● **TO DO**: Copy the data that follows, character for character, minus the pictures.

● **RECORDED DATA**:
——————
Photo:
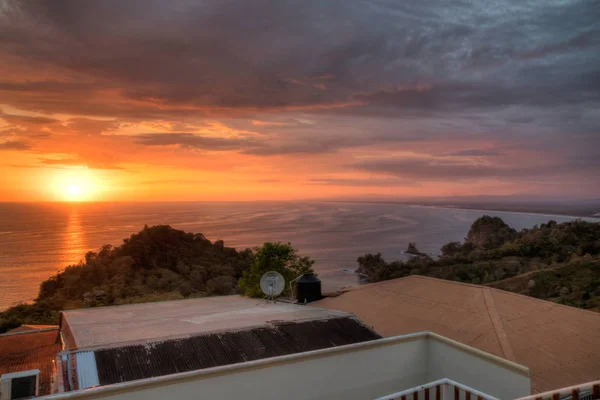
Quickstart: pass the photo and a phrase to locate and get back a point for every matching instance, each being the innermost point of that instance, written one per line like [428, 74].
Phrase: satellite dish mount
[272, 284]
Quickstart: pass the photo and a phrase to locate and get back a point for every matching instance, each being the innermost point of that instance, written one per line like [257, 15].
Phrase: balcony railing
[585, 391]
[443, 389]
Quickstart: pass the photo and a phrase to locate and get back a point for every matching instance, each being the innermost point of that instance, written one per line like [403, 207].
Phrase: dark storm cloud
[436, 170]
[522, 73]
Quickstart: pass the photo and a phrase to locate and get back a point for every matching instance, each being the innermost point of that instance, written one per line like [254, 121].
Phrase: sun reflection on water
[75, 243]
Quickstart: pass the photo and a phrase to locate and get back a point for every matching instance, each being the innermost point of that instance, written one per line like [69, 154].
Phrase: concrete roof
[558, 343]
[135, 323]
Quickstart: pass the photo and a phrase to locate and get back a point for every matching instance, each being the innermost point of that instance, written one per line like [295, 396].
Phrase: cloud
[174, 182]
[474, 153]
[471, 86]
[81, 162]
[266, 56]
[15, 145]
[26, 119]
[438, 169]
[362, 182]
[189, 140]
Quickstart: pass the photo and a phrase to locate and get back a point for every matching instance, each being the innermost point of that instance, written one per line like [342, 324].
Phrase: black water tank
[308, 288]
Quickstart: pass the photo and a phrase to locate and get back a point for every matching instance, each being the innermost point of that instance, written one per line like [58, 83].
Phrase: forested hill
[557, 262]
[157, 263]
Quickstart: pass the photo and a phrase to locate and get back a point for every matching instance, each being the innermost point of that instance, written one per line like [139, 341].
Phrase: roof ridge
[597, 314]
[503, 339]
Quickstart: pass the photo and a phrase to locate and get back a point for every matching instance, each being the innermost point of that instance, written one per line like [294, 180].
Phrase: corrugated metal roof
[559, 344]
[26, 351]
[106, 326]
[128, 363]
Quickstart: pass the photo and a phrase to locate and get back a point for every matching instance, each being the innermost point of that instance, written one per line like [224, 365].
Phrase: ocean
[39, 240]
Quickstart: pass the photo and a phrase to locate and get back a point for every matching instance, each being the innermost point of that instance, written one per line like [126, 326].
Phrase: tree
[185, 289]
[279, 257]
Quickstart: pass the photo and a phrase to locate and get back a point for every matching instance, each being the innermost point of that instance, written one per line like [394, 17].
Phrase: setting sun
[74, 189]
[78, 184]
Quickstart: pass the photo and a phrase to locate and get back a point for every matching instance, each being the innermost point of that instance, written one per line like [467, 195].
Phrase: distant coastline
[546, 210]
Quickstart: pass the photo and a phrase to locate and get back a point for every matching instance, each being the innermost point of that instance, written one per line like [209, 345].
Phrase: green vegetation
[557, 262]
[279, 257]
[158, 263]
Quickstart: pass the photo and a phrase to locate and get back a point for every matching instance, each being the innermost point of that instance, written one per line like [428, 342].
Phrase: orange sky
[168, 102]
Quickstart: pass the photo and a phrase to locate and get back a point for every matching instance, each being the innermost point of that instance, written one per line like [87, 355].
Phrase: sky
[253, 100]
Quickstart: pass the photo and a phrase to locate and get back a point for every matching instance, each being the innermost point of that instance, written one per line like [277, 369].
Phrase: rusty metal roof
[122, 364]
[558, 343]
[30, 328]
[30, 350]
[116, 326]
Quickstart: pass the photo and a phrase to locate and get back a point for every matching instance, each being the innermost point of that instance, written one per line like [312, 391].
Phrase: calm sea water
[38, 240]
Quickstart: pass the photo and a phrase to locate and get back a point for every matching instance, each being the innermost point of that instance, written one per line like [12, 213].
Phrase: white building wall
[360, 371]
[474, 368]
[356, 374]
——————
● **OUTPUT OF THE TASK**:
Photo:
Quickstart: pass the photo and a phrase to locate and get back a point for every matching instance, each being the innermost point of that instance, written one per line like [428, 74].
Phrase: satellite dish mount
[272, 284]
Quickstart: pass the photo and a phrase to locate and get back a point for every matching instance, each being the innermost point of that instance, written one per line like [257, 15].
Phrase: balcony railing
[585, 391]
[443, 389]
Quickstart: pass the photo and a phrase to locate and get back a point for every matching instance, each being the innermost point of that instance, written one per line like [403, 207].
Phrase: dark storm cloud
[436, 170]
[522, 73]
Quickstart: pass the photo and a phrase to locate and get back a point for every matching instance, each being the innermost point of that instance, written one per line like [254, 121].
Phrase: sun reflection on water
[75, 243]
Quickstart: pass the photo and a phrase to locate and get back a point for every matching instance, each being the innermost point of that instance, written one per line like [69, 154].
Phrase: concrete roof
[558, 343]
[135, 323]
Quickstart: pass the photo and a phrase to locate and get back a point for every matching instance, each being the innermost point of that instance, written one per line like [295, 396].
Phrase: cloud
[174, 182]
[474, 153]
[471, 86]
[81, 162]
[266, 56]
[15, 145]
[26, 119]
[438, 169]
[362, 182]
[189, 140]
Quickstart: pass the photo and a phrase to locate and get back a point for every matching instance, each being the innermost point of that instance, written one per line like [342, 324].
Phrase: black water tank
[308, 288]
Quickstart: pass the photo and a phrase to locate and get back a point for every matching instance, each being the innermost point of that instance, written one per line like [58, 83].
Phrase: forested hill
[557, 262]
[157, 263]
Quickstart: pass the photo and a phrase to locate and get back a point for every matching instance, each being the innermost point of that instance, written one per line like [139, 341].
Phrase: roof ridge
[597, 314]
[503, 339]
Quickstart: pass the photo and a phrase to locate and get back a point for every matching instance, each being the innermost point of that instance, written one per line like [294, 180].
Phrase: corrugated metal roof
[559, 344]
[26, 351]
[106, 326]
[128, 363]
Quickstart: pass the photo and a phrase to locate and get back a point for every matching instance, each being the innermost point of that instance, written one per line like [224, 365].
Phrase: ocean
[39, 240]
Quickstart: pass the photo and a phrase to locate and get back a point for every matching instance, each being the innermost point of that instance, written one per line like [126, 326].
Phrase: tree
[185, 289]
[279, 257]
Quickstart: pass the photo and a phrase to locate and get back a point for every matching instance, each being the innermost point of that instance, written one per line like [394, 17].
Phrase: setting sun
[74, 189]
[78, 184]
Quickstart: pass the photo and a phrase to locate and get back a point for every matching instance, each being the innermost point of that instance, written one per line like [467, 195].
Phrase: distant coastline
[546, 210]
Quickstart: pass the photo and a phrase to locate and get back a point for every matching instance, each being the innermost point of that instance, written one per line like [209, 345].
Phrase: green vegetation
[557, 262]
[279, 257]
[158, 263]
Quickstart: pass the photo and a phrase to locate and get back a point for every matching instance, each being the innermost point of that instance, written one per line like [428, 342].
Phrase: orange sky
[168, 102]
Quickstart: pass the photo and a phrase to locate and get back a point for every matching instance, each being the innermost point of that instance, written one per line like [87, 355].
Phrase: sky
[253, 100]
Quickstart: pass the photo and a phrase to locate and get back a point for every matching instance, each being the innermost point of that instance, written one per line like [277, 369].
Phrase: rusty metal roof
[122, 364]
[558, 343]
[30, 328]
[30, 350]
[116, 326]
Quickstart: pass the photo and a phrase to locate and get back a point for every matching instance, each being the innermost point of that instance, written one per line like [312, 391].
Phrase: calm sea water
[38, 240]
Quickstart: pass the photo and a phrase to locate and get back a point for every matching instance, each being the innermost point of that instance, written one per line like [12, 213].
Phrase: white building wall
[360, 371]
[474, 368]
[356, 374]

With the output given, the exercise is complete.